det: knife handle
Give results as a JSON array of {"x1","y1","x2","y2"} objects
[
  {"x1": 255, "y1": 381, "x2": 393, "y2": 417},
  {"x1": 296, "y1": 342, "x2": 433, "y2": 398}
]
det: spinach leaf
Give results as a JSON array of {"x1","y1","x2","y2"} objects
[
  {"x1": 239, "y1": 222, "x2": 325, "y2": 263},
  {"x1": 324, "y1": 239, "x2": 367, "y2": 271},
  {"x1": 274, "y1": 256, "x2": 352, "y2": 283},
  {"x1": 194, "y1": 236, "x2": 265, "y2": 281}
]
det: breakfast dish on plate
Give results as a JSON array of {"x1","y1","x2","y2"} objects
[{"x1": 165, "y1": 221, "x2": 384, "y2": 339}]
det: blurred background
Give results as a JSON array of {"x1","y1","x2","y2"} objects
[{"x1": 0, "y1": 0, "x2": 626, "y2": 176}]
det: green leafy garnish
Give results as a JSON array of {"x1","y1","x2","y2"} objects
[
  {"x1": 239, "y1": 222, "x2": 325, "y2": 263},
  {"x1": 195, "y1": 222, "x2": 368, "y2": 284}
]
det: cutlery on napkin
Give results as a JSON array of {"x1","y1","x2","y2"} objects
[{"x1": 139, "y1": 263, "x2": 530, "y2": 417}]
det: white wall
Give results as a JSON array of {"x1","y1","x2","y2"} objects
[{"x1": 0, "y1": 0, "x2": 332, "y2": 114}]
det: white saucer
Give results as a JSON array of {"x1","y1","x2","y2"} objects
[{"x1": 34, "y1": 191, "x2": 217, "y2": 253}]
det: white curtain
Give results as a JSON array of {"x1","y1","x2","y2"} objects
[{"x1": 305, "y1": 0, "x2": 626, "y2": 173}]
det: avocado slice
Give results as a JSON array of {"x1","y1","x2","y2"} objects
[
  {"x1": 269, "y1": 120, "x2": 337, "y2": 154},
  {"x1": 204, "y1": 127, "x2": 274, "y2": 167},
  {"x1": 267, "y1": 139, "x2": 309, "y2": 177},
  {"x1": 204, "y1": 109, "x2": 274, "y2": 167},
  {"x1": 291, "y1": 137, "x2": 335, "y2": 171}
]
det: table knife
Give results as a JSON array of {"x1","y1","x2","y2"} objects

===

### TASK DIRECTIONS
Pull out every line of the records that contains the word "white", matching case exactly.

### FINAL RESULT
det: white wall
det: white saucer
det: white curtain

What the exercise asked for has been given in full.